#### Text
◆ ◆ ◆
In this script, we will continue the winner prediction, but we will use subcategories instead of the sum of education spending. Additionally, we will predict the accuracy for predicting each of the 3 major parties.

We will start with getting/initializing a spark session. 

In [11]:
#!/usr/bin/env python3
import json
import re
from unidecode import unidecode # https://pypi.org/project/Unidecode/

from pyspark.sql import SparkSession
import pyspark.sql.functions as F
from pyspark.sql.window import Window
from pyspark.sql.functions import col, when, regexp_replace, udf
from pyspark.sql.types import StringType, IntegerType, FloatType
from pyspark.ml.feature import VectorAssembler, StringIndexer
from pyspark.ml.classification import RandomForestClassifier, OneVsRest
from pyspark.ml import Pipeline
from pyspark.ml.evaluation import MulticlassClassificationEvaluator, BinaryClassificationEvaluator

spark = SparkSession.builder \
    .appName("MunicipalSpendingAndElectionAnalysis") \
    .config("spark.network.timeout", "600s") \
    .config("spark.executor.heartbeatInterval", "60s") \
    .getOrCreate()

print("Done")

Done


Now, we will load the data. First, we load the election/spending dataset (data/merged_data.csv)

In [12]:
merged_data_path = "data/merged_data.csv"
merged_df = (
    spark.read
         .option("header", True)
         .option("inferSchema", True)
         .option("sep", ",")
         .csv(merged_data_path)
         .drop("_c0")  # Drop unnecessary column if exists
)

# ensure proper types
merged_df = merged_df.withColumn("Year", F.col("Year").cast("integer"))

# ensure col name consistency.
if "Municipality" in merged_df.columns:
    merged_df = merged_df.withColumnRenamed("Municipality", "Municipality_Name")
if "Municipality_Lowercase" not in merged_df.columns:
    merged_df = merged_df.withColumn(
        "Municipality_Lowercase",
        F.regexp_replace(F.lower(F.trim(col("Municipality_Name"))), r"\s+", "-")
    )

print("Election data:")
merged_df.show(5, truncate=False)

# we will load the spending data again to get the subcategory-level spending.
spend_raw = spark.read.csv("data/Bildungsausgaben_Gemeinden_Oberösterreich_data_2007_bis_2019.csv",
                           header=True, sep=",", inferSchema=True)

# rename cols for clarity
spend_raw = spend_raw.withColumnRenamed("Gemeinde", "Municipality")\
                     .withColumnRenamed("Year", "Year")\
                     .withColumnRenamed("Abschnitt", "Subcategory")\
                     .withColumnRenamed("Betrag in Euro", "Spending")
◆ ◆ ◆
#### Extracted data
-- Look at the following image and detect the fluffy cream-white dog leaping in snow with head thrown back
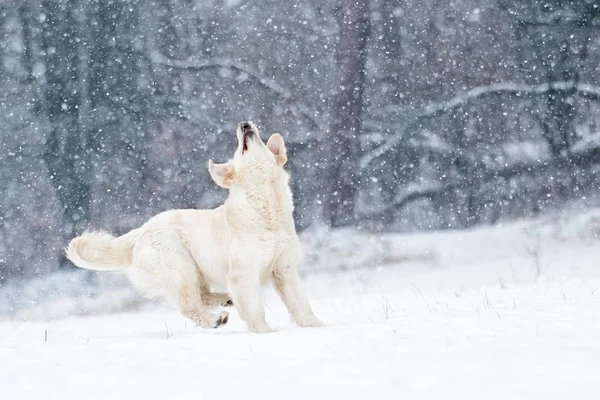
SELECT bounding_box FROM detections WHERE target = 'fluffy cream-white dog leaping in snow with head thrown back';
[66,122,323,332]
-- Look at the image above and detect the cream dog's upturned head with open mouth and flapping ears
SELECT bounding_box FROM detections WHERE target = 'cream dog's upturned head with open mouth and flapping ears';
[208,122,287,189]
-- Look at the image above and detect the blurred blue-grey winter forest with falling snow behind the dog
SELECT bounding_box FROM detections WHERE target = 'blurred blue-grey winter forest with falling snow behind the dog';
[0,0,600,285]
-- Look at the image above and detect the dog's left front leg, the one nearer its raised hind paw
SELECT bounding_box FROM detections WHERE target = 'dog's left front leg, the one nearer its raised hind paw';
[227,252,273,333]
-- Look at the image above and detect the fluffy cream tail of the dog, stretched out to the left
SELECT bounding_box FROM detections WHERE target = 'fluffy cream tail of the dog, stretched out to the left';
[66,230,138,271]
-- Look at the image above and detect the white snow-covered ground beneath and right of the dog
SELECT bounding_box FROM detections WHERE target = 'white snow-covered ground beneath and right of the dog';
[0,213,600,400]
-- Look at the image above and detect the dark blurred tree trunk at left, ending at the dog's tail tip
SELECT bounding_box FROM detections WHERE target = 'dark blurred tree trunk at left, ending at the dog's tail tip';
[42,0,90,266]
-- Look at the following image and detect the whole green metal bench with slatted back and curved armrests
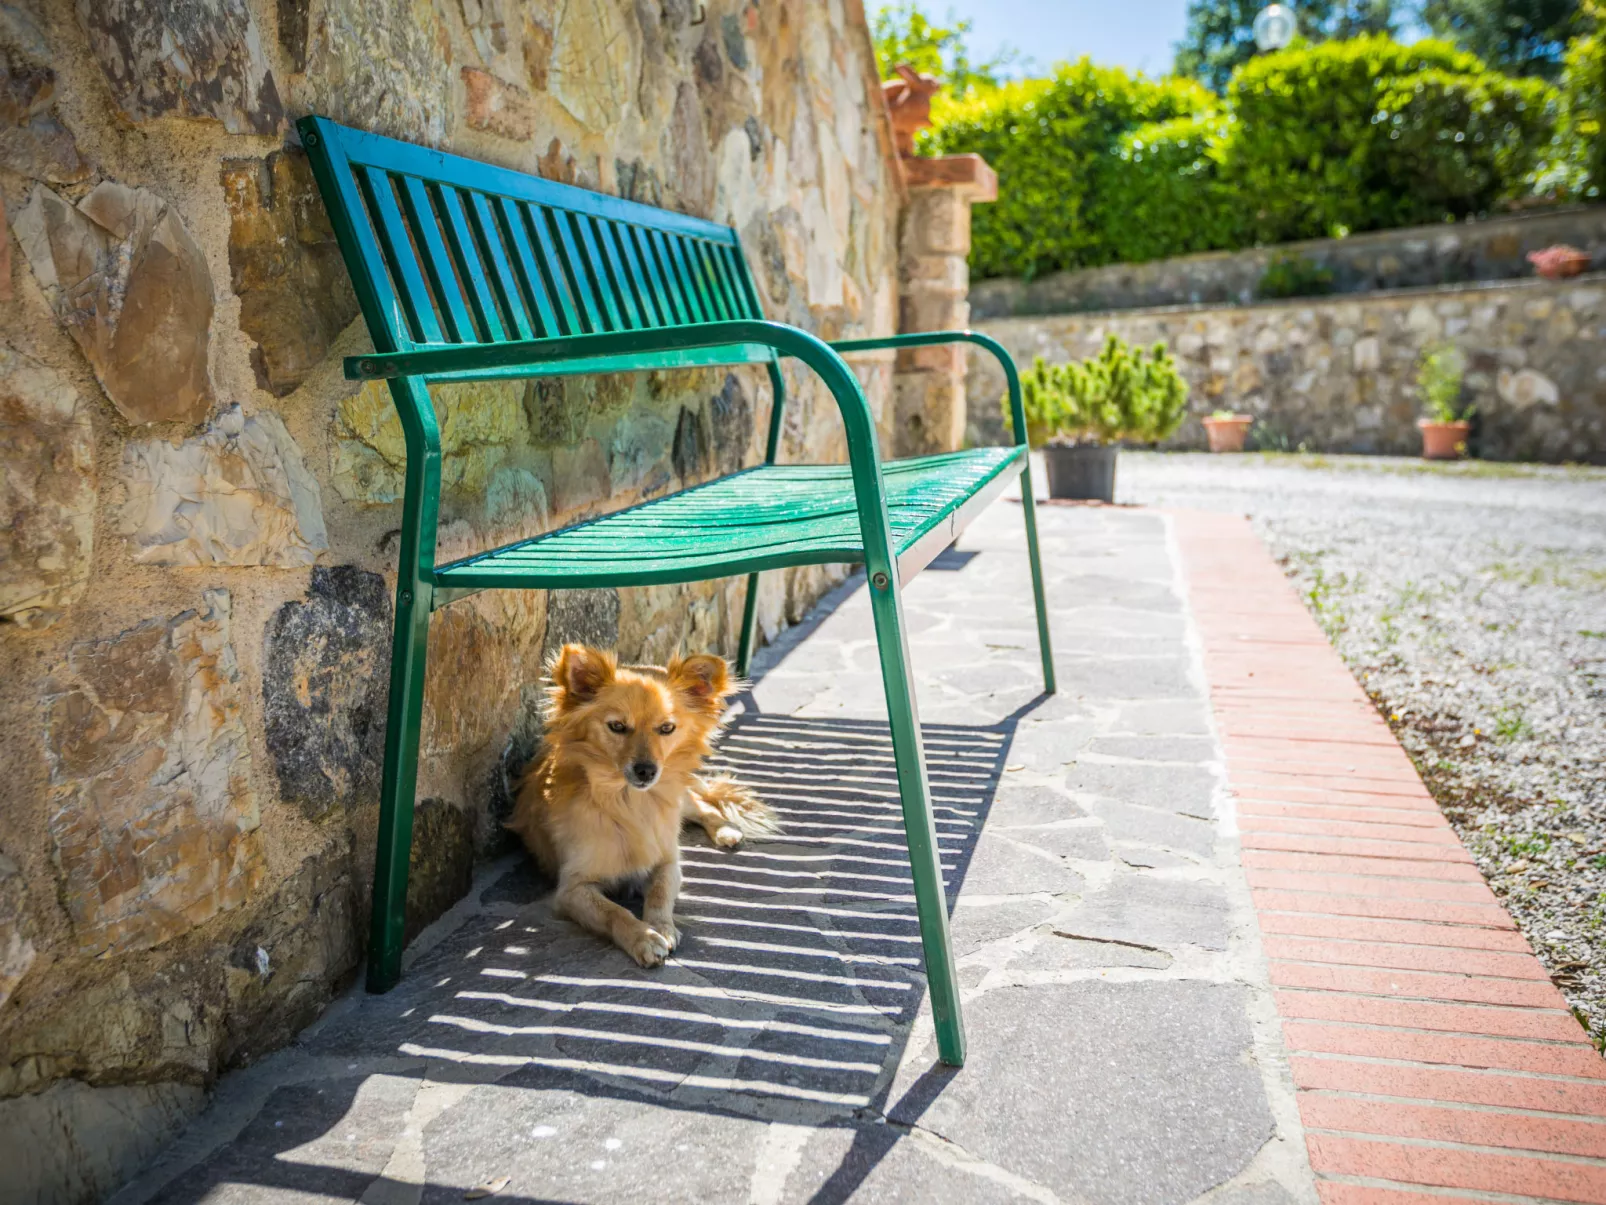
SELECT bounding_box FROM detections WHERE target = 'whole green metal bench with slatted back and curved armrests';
[299,117,1054,1067]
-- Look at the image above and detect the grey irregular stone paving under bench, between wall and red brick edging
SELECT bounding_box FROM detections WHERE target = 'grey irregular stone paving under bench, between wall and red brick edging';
[116,500,1316,1205]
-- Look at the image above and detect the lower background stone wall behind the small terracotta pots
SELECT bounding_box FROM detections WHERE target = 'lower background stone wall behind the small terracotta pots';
[968,273,1606,464]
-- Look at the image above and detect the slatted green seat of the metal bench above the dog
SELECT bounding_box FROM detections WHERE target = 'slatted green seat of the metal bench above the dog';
[435,447,1025,598]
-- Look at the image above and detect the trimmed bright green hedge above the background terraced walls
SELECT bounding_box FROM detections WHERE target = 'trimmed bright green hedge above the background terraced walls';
[922,37,1556,278]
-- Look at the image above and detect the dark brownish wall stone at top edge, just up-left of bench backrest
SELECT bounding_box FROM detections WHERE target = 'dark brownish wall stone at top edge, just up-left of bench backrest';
[77,0,284,133]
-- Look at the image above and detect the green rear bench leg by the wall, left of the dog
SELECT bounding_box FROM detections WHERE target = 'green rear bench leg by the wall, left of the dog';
[368,578,430,991]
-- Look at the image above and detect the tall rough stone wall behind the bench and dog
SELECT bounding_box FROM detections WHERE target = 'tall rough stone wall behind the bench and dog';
[0,0,901,1200]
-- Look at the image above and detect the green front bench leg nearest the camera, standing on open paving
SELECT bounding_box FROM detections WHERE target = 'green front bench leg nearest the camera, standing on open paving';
[867,566,965,1067]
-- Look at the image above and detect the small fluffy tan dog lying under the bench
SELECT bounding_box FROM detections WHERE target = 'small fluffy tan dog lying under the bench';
[507,644,776,967]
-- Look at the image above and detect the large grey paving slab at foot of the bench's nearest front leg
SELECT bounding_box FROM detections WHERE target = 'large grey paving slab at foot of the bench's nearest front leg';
[887,982,1274,1205]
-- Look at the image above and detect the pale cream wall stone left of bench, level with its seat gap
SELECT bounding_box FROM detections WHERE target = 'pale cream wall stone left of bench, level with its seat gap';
[119,406,329,569]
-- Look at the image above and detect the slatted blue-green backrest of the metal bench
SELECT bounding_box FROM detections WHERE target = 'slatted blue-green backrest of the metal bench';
[297,117,768,368]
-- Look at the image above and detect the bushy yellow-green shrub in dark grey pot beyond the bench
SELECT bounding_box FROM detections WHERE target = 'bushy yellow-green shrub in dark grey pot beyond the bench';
[1004,334,1188,501]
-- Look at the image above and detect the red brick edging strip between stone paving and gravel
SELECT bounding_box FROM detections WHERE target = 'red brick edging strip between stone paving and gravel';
[1172,513,1606,1205]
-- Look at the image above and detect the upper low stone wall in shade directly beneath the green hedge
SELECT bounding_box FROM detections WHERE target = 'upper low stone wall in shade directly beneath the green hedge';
[970,206,1606,320]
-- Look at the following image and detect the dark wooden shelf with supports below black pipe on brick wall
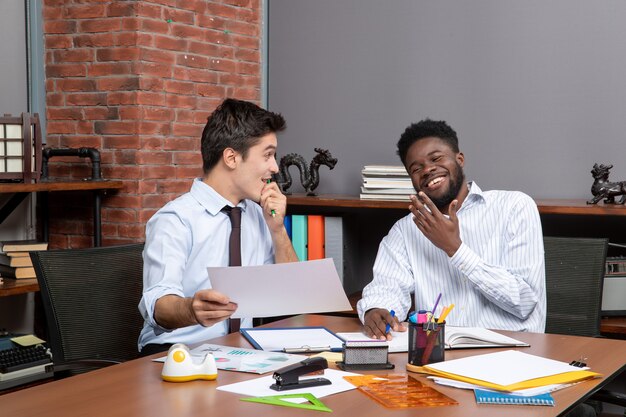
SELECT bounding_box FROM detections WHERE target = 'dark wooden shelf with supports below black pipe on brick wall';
[0,180,124,246]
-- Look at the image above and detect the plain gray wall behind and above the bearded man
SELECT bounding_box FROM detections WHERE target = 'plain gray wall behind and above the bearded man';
[267,0,626,198]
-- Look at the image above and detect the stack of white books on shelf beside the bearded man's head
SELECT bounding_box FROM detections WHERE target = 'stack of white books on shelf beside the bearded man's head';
[360,165,415,201]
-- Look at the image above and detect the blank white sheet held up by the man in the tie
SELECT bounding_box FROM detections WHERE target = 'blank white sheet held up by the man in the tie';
[207,258,352,318]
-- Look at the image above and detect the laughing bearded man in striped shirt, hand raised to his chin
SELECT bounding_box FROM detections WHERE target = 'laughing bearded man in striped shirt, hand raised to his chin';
[357,119,546,339]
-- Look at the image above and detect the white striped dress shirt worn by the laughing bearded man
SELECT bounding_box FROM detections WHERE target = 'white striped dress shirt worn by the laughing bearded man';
[357,183,546,332]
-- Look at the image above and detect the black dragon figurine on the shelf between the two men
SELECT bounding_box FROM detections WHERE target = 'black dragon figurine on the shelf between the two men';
[273,148,337,195]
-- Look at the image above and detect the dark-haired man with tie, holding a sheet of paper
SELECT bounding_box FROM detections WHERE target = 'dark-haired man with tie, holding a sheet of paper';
[139,99,298,355]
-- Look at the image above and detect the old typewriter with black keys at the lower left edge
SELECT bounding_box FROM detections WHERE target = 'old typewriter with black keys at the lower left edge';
[0,334,52,390]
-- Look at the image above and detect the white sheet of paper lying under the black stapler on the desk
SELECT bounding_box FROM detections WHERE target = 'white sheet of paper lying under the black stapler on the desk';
[217,368,356,402]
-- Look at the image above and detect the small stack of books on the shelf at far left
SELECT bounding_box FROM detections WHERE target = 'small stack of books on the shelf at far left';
[0,240,48,279]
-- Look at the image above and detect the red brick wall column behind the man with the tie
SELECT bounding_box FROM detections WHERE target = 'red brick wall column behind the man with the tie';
[43,0,262,248]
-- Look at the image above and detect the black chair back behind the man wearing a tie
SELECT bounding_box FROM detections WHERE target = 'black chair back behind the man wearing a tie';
[30,243,144,377]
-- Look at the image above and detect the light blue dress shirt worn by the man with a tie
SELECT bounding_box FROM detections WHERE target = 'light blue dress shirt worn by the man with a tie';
[139,178,274,350]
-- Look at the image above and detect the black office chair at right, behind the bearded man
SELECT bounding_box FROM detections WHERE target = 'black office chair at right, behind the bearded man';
[543,236,626,415]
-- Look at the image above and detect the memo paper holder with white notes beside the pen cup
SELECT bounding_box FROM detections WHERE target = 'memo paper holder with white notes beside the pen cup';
[337,340,395,371]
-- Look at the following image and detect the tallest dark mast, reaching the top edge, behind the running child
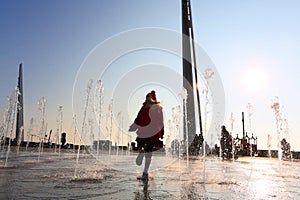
◆ ◆ ◆
#### Task 1
Summarize the election prediction notebook in two sentences.
#### Task 2
Please pick up the election prediction notebook from the point where it stops.
The data plays no role here.

#### Exercise output 1
The election prediction notebook continues the winner prediction using subcategories of education spending instead of their sum, and it will also predict the accuracy for each of the 3 major parties. It starts by getting a Spark session, then loads the merged election and spending dataset and loads the spending data again to get subcategory-level spending.

#### Exercise output 2
# Add a lowercase municipality column for joining later
spend_raw = spend_raw.withColumn(
    "Municipality_Lowercase",
    F.regexp_replace(F.lower(F.trim(col("Municipality"))), r"\s+", "-")
)

spend_raw = spend_raw.withColumn("Year", col("Year").cast("int"))\
                     .withColumn("Spending", col("Spending").cast("float"))

# pivot the spending data so that each subcat. becomes its own col.
pivot_spend = spend_raw.groupBy("Municipality_Lowercase", "Year") \
                       .pivot("Subcategory") \
                       .agg(F.sum("Spending"))
pivot_spend = pivot_spend.na.fill(0)

# remove special chars, add SubCat_ prefix.
def clean_column_name(col_name):
    """
    remove special characters
    replace not alphanumeric characters with underscore
    add SubCat_ prefix
    
    sidenote: 
        unidecode replaces special chars with similar ASCII chars, so Förderung -> Forderung
        while this changes the word meaning, context helps avoiding misunderstandings
    
    :param col_name: column name for which func should be applied to
    :return: new column name
    """
    col_name = unidecode(col_name)  # special char -> ascii
    col_name = re.sub(r"[^a-zA-Z0-9]+", "_", col_name.strip())  # not alphanum -> "_"
    return f"SubCat_{col_name}"  # add SubCat_

# apply cleaning to subcategory columns
for old_col in pivot_spend.columns:
    if old_col not in ["Municipality_Lowercase", "Year"]:
        new_col = clean_column_name(old_col)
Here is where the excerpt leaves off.